> **Set task**:
Please retype each of the records below word for word, leaving every line unchanged.

> **Available data**:
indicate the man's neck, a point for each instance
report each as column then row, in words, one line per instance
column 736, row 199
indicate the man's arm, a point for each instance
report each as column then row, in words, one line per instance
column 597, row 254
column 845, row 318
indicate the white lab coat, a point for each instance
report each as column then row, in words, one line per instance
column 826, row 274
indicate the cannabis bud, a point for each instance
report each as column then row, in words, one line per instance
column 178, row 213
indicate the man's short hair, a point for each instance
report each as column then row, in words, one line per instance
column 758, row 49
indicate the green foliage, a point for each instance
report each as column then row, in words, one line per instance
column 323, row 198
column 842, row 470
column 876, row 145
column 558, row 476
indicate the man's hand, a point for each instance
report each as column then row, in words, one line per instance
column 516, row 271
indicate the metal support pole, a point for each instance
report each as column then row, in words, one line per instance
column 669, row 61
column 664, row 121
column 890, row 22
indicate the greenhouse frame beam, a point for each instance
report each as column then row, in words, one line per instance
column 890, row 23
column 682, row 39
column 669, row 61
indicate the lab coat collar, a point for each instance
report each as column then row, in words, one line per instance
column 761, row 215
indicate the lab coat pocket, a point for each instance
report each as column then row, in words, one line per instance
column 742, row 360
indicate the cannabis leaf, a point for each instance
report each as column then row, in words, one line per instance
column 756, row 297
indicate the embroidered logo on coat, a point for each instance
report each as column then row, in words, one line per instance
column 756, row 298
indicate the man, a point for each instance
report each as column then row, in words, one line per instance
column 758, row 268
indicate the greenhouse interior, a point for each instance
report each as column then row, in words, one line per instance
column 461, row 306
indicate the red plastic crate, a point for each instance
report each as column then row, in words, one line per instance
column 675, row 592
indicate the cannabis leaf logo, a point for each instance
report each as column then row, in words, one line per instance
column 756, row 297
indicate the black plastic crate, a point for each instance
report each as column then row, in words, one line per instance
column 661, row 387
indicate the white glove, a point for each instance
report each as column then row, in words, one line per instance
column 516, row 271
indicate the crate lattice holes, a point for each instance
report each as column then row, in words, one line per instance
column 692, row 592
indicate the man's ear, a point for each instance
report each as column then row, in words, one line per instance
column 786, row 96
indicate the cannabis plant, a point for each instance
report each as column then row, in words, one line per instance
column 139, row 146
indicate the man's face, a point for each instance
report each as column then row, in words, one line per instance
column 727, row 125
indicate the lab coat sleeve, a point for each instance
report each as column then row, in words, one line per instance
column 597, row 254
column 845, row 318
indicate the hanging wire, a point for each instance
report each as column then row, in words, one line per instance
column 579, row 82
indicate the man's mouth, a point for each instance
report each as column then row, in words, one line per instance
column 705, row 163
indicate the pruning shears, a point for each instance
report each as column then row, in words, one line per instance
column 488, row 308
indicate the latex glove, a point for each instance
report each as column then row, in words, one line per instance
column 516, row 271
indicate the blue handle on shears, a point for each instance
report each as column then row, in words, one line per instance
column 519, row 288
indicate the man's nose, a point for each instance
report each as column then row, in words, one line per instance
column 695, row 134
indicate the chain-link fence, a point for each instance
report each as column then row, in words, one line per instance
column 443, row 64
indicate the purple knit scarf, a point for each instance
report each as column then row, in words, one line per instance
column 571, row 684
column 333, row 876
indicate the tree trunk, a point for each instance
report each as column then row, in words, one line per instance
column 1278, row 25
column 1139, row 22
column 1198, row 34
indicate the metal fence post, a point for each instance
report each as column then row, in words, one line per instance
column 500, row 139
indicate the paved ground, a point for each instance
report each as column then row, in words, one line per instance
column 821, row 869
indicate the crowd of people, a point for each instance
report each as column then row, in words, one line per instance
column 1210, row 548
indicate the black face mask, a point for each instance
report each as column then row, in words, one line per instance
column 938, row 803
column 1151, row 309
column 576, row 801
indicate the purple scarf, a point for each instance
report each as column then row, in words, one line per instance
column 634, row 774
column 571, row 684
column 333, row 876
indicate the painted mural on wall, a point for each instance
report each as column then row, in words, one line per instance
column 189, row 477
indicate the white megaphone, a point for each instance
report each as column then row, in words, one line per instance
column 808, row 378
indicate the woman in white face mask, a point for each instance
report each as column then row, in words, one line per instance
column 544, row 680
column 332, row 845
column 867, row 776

> **Answer for the task**:
indicate the man's neck, a point for each instance
report each as column then row, in words, one line per instance
column 736, row 199
indicate the man's arm, a point for each instance
report each as column then row, in words, one line per instance
column 597, row 254
column 845, row 318
indicate the white lab coat, a point for each instance
report each as column then row, in words, one line per instance
column 826, row 274
indicate the cannabis bud, a point for each instance
report each as column then row, in words, one line per instance
column 178, row 213
indicate the man's short hair, a point for each instance
report each as column then row, in words, one line per instance
column 758, row 49
indicate the green foliage, a point for each instance
report each as column then row, in words, one line per instance
column 323, row 198
column 842, row 470
column 876, row 145
column 558, row 476
indicate the man's hand, a point for each instance
report each as column then row, in words, one line per instance
column 516, row 271
indicate the metal support pole, a point for each instance
report each as column then row, in words, one line per instance
column 669, row 61
column 664, row 121
column 890, row 22
indicate the greenhouse frame beam, a point for each instance
report each as column then row, in words, one line per instance
column 890, row 23
column 682, row 39
column 669, row 61
indicate the lab coat collar, a point for each instance
report each as column then row, in words, one line per instance
column 761, row 215
indicate the lab coat pocket, a point for each instance
report each as column then row, in words, one line per instance
column 742, row 360
indicate the cannabis leaf, a point for each instance
report each as column then row, in words, one line per instance
column 756, row 297
indicate the embroidered logo on coat, a point for each instance
report each as column then row, in words, one line per instance
column 756, row 298
indicate the man, a point for each instance
report each as column then row, in words, one line per instance
column 758, row 268
indicate the greenhouse interior, a point for each instance
report each as column then row, in words, one line per instance
column 461, row 306
indicate the red plastic crate, a point for each instance
report each as column then row, in words, one line per instance
column 675, row 592
indicate the cannabis leaf logo, a point for each instance
report each as column then row, in words, one line per instance
column 756, row 297
indicate the black plastic crate, a point for each instance
report each as column then row, in words, one line per instance
column 661, row 387
indicate the white glove, a point for each instance
report each as column then row, in words, one line per instance
column 516, row 271
indicate the crate lattice holes, a point for each instance
report each as column then row, in words, one line per instance
column 692, row 592
indicate the man's ear, a point for each instance
report each as column then row, in words, one line per instance
column 786, row 96
indicate the cannabis plant, a point for each instance
report each as column then row, in words, one line per instance
column 139, row 146
indicate the man's face, a point for each instance
report each as column then row, in words, one line per instance
column 727, row 125
indicate the lab coat sleeve, a point for each instance
report each as column then row, in words, one line per instance
column 597, row 254
column 845, row 318
indicate the hanging wire, a point for each instance
report each as column then row, in words, one line per instance
column 579, row 82
indicate the man's mouth, a point for each instance
report each as column then row, in words, one line per instance
column 705, row 163
indicate the pruning shears, a point for each instance
report each as column then row, in words, one line per instance
column 488, row 308
indicate the latex glove, a point for each instance
report each as column then row, in words, one line per instance
column 516, row 271
indicate the blue handle on shears, a point for each instance
report each as column then row, in words, one line per instance
column 519, row 288
indicate the man's nose, a point for each instance
report each as column then row, in words, one line per instance
column 695, row 134
indicate the chain-link fence, a point for each instance
report each as column then row, in words, one line per instance
column 443, row 64
indicate the purple knit scarf, a point for each instance
report each as column then row, in words, one line per instance
column 571, row 684
column 333, row 876
indicate the tree trunk, a point for each instance
report each as column then row, in words, one line per instance
column 1278, row 25
column 1139, row 22
column 1198, row 34
indicate the metal fence post, a point for each instance
report each as column then row, in words, one line per instance
column 500, row 139
indicate the paved ground, a point for each instance
report each as column then row, in words, one line per instance
column 821, row 869
indicate the crowd of people, a point for each instance
report each as column then row, in words, one line per instance
column 1210, row 548
indicate the black face mask, a point for each instance
report each as column then row, in words, one line per instance
column 938, row 803
column 1151, row 309
column 576, row 801
indicate the purple scarf, a point for each instance
report each as column then row, in words, one line per instance
column 634, row 774
column 571, row 684
column 333, row 876
indicate the painted mural on wall, a point for each instance
report each as column then row, in words, one line per instance
column 189, row 477
indicate the white megaphone, a point for each instance
report each as column then row, in words, one line per instance
column 808, row 378
indicate the woman in white face mask, a point for each instance
report each as column then row, in words, one line per instance
column 544, row 680
column 332, row 845
column 867, row 776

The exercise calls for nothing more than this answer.